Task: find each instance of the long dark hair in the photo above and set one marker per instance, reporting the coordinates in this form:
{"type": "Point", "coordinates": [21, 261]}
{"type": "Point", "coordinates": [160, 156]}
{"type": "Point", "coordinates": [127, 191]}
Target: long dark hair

- _TASK OBJECTIVE_
Copy out the listing above line for line, without changing a single character.

- _TASK OUTPUT_
Task: find each instance of the long dark hair in the photo above and set one marker per instance, reporting the coordinates in this form:
{"type": "Point", "coordinates": [21, 261]}
{"type": "Point", "coordinates": [160, 156]}
{"type": "Point", "coordinates": [127, 191]}
Target: long dark hair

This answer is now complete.